Selected text Block Start

What’s the first thing that comes to mind when you think of the term ‘Design Thinking’? For a lot of people the term is met with confusion. Is design thinking only for professional designers? Do I have to know Photoshop? And what exactly are the benefits of design thinking?  

Read on to know what is design thinking in simple terms and  how to approach design thinking. 

What is design thinking?

First and foremost, design thinking is a mindset. It is an approach used for practical and creative problem-solving that is human-centered. It gets its name because it relies heavily on the methods and processes that designers use, but it has actually evolved from inputs from multiple different fields including engineering, business, and architecture. The good news is that design thinking is a process that can be applied to any field, not necessarily just those that are design-specific. 

Thinking like a designer can transform the way organizations develop products, services, processes, and strategy. This methodology is most useful to tackle problems that are difficult to define or the exact details are not known. Teams use design thinking to understand users, challenge assumptions, redefine problems, focus on solutions that they then test and prototype.

Selected text Block End
Excerpted records Block Start

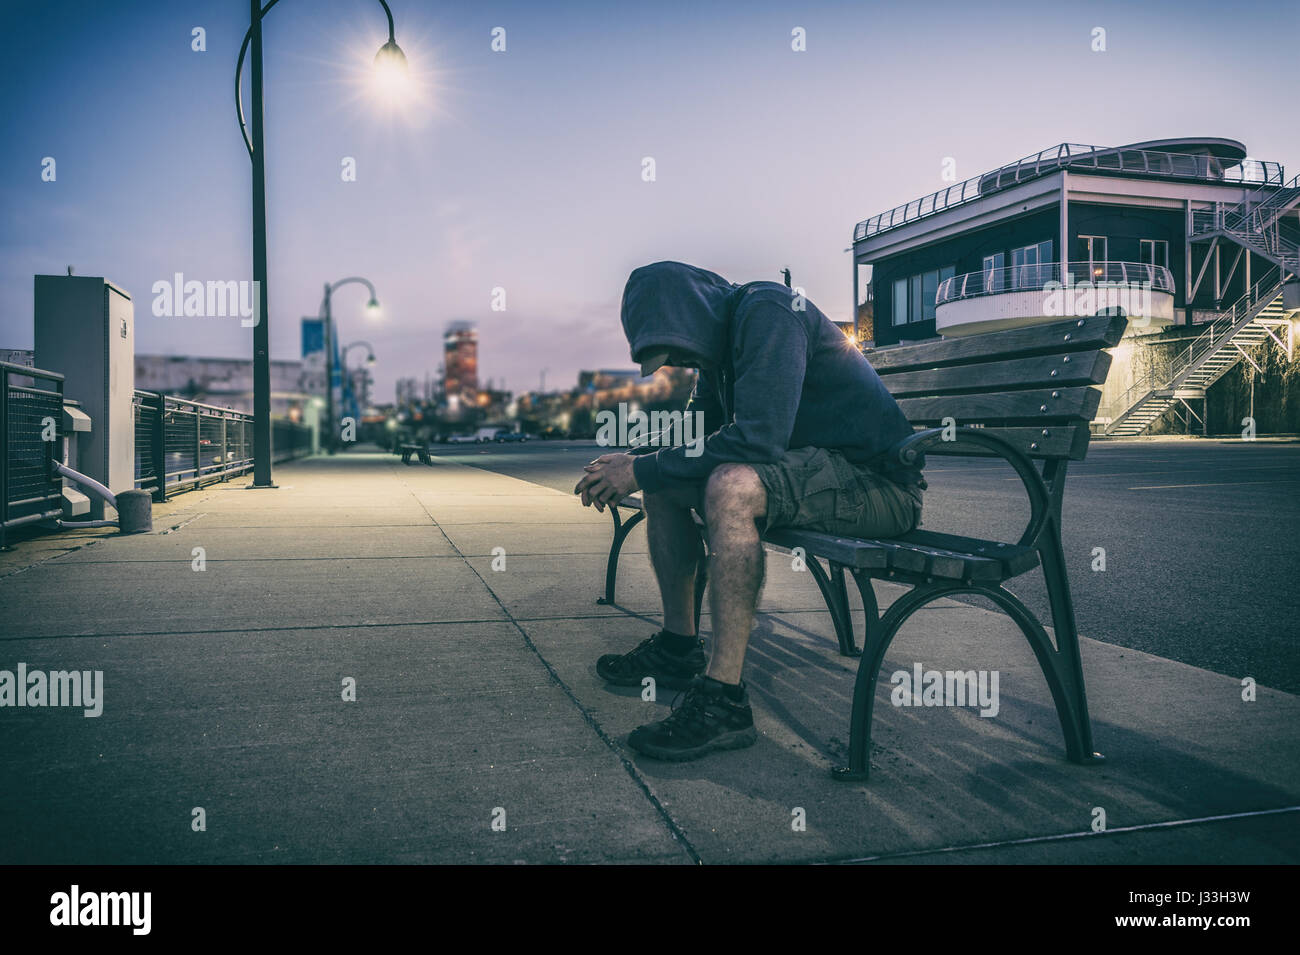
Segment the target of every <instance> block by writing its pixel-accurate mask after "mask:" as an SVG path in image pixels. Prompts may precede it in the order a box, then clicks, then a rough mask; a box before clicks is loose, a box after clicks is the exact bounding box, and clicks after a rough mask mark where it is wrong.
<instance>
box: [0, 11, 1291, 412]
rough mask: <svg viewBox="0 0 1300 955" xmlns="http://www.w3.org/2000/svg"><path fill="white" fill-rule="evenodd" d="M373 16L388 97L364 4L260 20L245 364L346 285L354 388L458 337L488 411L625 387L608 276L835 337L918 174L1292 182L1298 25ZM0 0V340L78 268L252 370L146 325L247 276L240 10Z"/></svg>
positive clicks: (1059, 15)
mask: <svg viewBox="0 0 1300 955" xmlns="http://www.w3.org/2000/svg"><path fill="white" fill-rule="evenodd" d="M391 6H393V12H394V17H395V19H396V38H398V43H399V44H402V47H403V49H404V51H406V53H407V57H408V60H409V62H411V70H412V79H413V81H415V82H416V84H417V87H419V95H417V96H416V97H413V99H412V100H411V101H409V103H408V104H407V107H406V108H391V107H389V105H386V104H378V103H376V101H374V100H373V97H372V96H370V95H369V94H368V90H367V79H368V65H369V61H370V58H372V57H373V55H374V51H376V49H377V48H378V47H380V45H381V44H382V42H383V40H385V39H386V21H385V18H383V13H382V9H381V8H380V5H378V3H373V0H281V3H279V4H278V5H277V6H276V9H274V10H272V12H270V13H269V14H268V16H266V19H265V48H266V49H265V60H266V96H265V103H266V122H268V144H266V161H268V196H269V199H268V205H269V236H270V239H269V255H270V322H272V353H273V356H274V357H285V359H290V357H298V346H299V338H298V335H299V333H298V325H299V318H300V317H302V316H304V314H315V313H316V309H317V307H318V304H320V295H321V286H322V283H324V282H326V281H333V279H338V278H342V277H344V275H354V274H361V275H365V277H368V278H370V279H372V281H373V282H374V283H376V286H377V287H378V292H380V299H381V301H382V304H383V316H382V317H381V318H380V320H376V321H372V320H368V318H367V317H365V316H364V313H363V305H364V298H365V295H364V291H363V290H361V288H359V287H351V288H346V290H342V291H339V292H338V295H337V298H335V304H334V312H335V316H337V318H338V322H339V334H341V338H342V340H343V342H350V340H354V339H359V338H364V339H368V340H369V342H372V343H373V344H374V350H376V355H377V357H378V364H377V365H376V368H374V374H376V378H377V396H378V398H380V399H390V398H391V395H393V383H394V381H395V379H396V378H398V377H399V376H417V377H422V376H424V374H425V372H434V370H435V369H437V365H438V361H439V355H438V350H439V339H441V331H442V329H443V327H445V326H446V324H447V322H448V321H452V320H469V321H474V322H477V325H478V329H480V342H481V344H480V368H481V374H482V376H484V378H489V377H490V378H494V379H495V382H497V383H498V385H502V383H504V385H506V386H508V387H511V388H513V390H516V391H520V390H526V388H532V387H536V386H537V381H538V372H539V369H541V368H547V369H549V372H547V378H546V381H547V386H550V387H556V386H564V385H569V383H572V382H573V379H575V376H576V373H577V370H578V369H581V368H598V366H627V365H628V364H629V361H628V353H627V344H625V342H624V340H623V337H621V329H620V326H619V316H617V304H619V298H620V294H621V286H623V282H624V279H625V278H627V274H628V272H630V270H632V269H633V268H636V266H637V265H641V264H645V262H649V261H655V260H659V259H677V260H682V261H689V262H694V264H698V265H703V266H706V268H711V269H714V270H716V272H720V273H722V274H724V275H725V277H728V278H729V279H732V281H740V282H742V281H751V279H757V278H768V279H779V272H777V270H779V269H780V268H781V266H789V268H790V269H793V273H794V279H796V283H798V285H802V286H803V287H805V288H806V290H807V294H809V295H810V296H811V299H813V300H814V301H816V303H818V305H819V307H820V308H822V309H823V311H826V312H827V313H828V314H829V316H831V317H832V318H840V320H848V318H849V317H850V299H852V272H850V265H849V255H848V253H846V252H845V251H844V249H845V248H846V247H848V246H849V239H850V234H852V229H853V225H854V222H857V221H858V220H861V218H866V217H867V216H871V214H874V213H878V212H881V210H884V209H887V208H889V207H892V205H896V204H898V203H902V201H906V200H909V199H914V197H917V196H920V195H924V194H927V192H931V191H933V190H936V188H940V187H943V186H944V185H945V183H944V182H943V179H941V178H940V177H941V172H943V162H944V159H945V157H953V159H954V160H956V164H957V175H958V178H966V177H970V175H975V174H978V173H980V172H984V170H985V169H991V168H995V166H997V165H1001V164H1002V162H1008V161H1010V160H1014V159H1017V157H1019V156H1022V155H1026V153H1030V152H1035V151H1037V149H1040V148H1045V147H1048V146H1052V144H1054V143H1058V142H1066V140H1069V142H1079V143H1093V144H1119V143H1130V142H1139V140H1144V139H1158V138H1166V136H1184V135H1212V136H1227V138H1234V139H1240V140H1243V142H1244V143H1245V144H1247V147H1248V148H1249V151H1251V155H1252V156H1255V157H1258V159H1269V160H1277V161H1282V162H1284V164H1287V166H1288V169H1290V173H1288V174H1292V175H1294V174H1295V173H1296V172H1300V129H1297V127H1296V125H1295V123H1294V122H1292V118H1294V112H1295V110H1294V90H1295V83H1294V82H1292V83H1288V82H1286V81H1284V69H1286V64H1288V62H1290V61H1291V58H1292V57H1294V49H1292V45H1294V42H1295V38H1296V35H1300V30H1297V27H1300V5H1297V4H1295V3H1245V4H1238V5H1235V6H1232V8H1231V9H1229V8H1226V6H1223V5H1222V4H1208V3H1144V4H1141V5H1140V6H1138V5H1132V4H1126V3H1115V4H1112V3H1104V4H1095V3H1078V4H1069V5H1058V4H1041V5H1026V4H1023V3H1015V4H1005V5H1002V4H993V3H989V4H969V3H962V4H958V3H953V4H946V3H926V4H892V5H883V4H867V3H703V1H697V3H653V4H630V3H565V1H564V0H555V1H554V3H546V4H538V3H523V4H493V3H454V1H448V0H438V1H437V3H433V1H429V0H391ZM3 9H4V23H5V30H4V31H3V39H0V43H3V44H4V49H3V52H4V62H5V81H4V82H5V94H6V96H5V100H6V104H8V107H9V109H8V110H6V113H5V116H4V117H3V118H0V125H3V135H4V142H5V149H4V152H3V155H0V164H3V165H0V248H3V257H0V347H30V344H31V340H32V330H31V308H32V304H31V290H32V275H34V274H36V273H62V272H64V269H65V266H68V265H74V266H75V269H77V273H78V274H85V275H105V277H108V278H110V279H112V281H114V282H117V283H118V285H121V286H123V287H125V288H126V290H127V291H130V292H131V294H133V296H134V299H135V316H136V329H138V342H139V348H140V351H143V352H152V353H181V355H213V356H239V357H242V356H248V355H251V330H250V329H244V327H240V324H239V321H238V320H229V318H157V317H155V316H153V314H152V311H151V301H152V294H151V291H149V290H151V287H152V285H153V282H156V281H159V279H168V278H170V277H172V275H173V274H174V273H177V272H181V273H183V274H185V275H186V278H187V279H188V278H194V279H199V281H209V279H211V281H229V279H240V278H248V277H251V238H250V222H251V199H250V162H248V157H247V153H246V152H244V148H243V143H242V140H240V138H239V131H238V126H237V122H235V112H234V92H233V83H234V61H235V55H237V52H238V47H239V42H240V39H242V38H243V31H244V30H246V29H247V14H248V9H247V4H244V3H240V1H239V0H222V1H221V3H214V1H211V0H194V1H192V3H191V1H182V3H161V1H159V3H152V1H148V0H131V1H127V3H74V1H72V0H69V1H62V0H45V3H40V4H31V3H23V4H14V3H5V4H4V6H3ZM1031 10H1032V16H1030V14H1031ZM196 26H200V27H203V29H204V30H205V32H207V38H205V40H207V51H205V52H194V51H191V30H192V29H194V27H196ZM498 26H499V27H504V29H506V43H507V49H506V52H504V53H495V52H493V51H491V48H490V42H491V30H493V27H498ZM797 26H800V27H803V29H805V30H806V36H807V49H806V52H798V53H797V52H793V51H792V49H790V31H792V29H794V27H797ZM1097 26H1101V27H1104V29H1105V30H1106V47H1108V48H1106V52H1104V53H1096V52H1092V49H1091V34H1092V30H1093V27H1097ZM1234 51H1236V52H1235V53H1234ZM1270 70H1275V73H1271V74H1270ZM47 156H52V157H55V160H56V162H57V181H56V182H42V178H40V170H42V160H43V159H44V157H47ZM344 156H351V157H355V159H356V164H357V181H356V182H343V181H342V178H341V164H342V159H343V157H344ZM645 156H653V157H654V160H655V166H656V181H655V182H643V181H642V178H641V168H642V166H641V161H642V157H645ZM498 286H500V287H504V288H506V294H507V309H506V311H504V312H493V311H491V309H490V303H491V291H493V288H494V287H498Z"/></svg>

Excerpted records Block End

● Exercise set:
1. According to the design thinking passage, which fields besides design did design thinking evolve from?
2. Print everything in the design thinking passage from "What’s the first" down to "of design thinking?".
3. List the things that the design thinking passage says thinking like a designer can transform the way organizations develop.

● Task-by-task solutions:
1. Engineering, business, and architecture.

2.
What’s the first thing that comes to mind when you think of the term ‘Design Thinking’? For a lot of people the term is met with confusion. Is design thinking only for professional designers? Do I have to know Photoshop? And what exactly are the benefits of design thinking?

3. Products, services, processes, and strategy.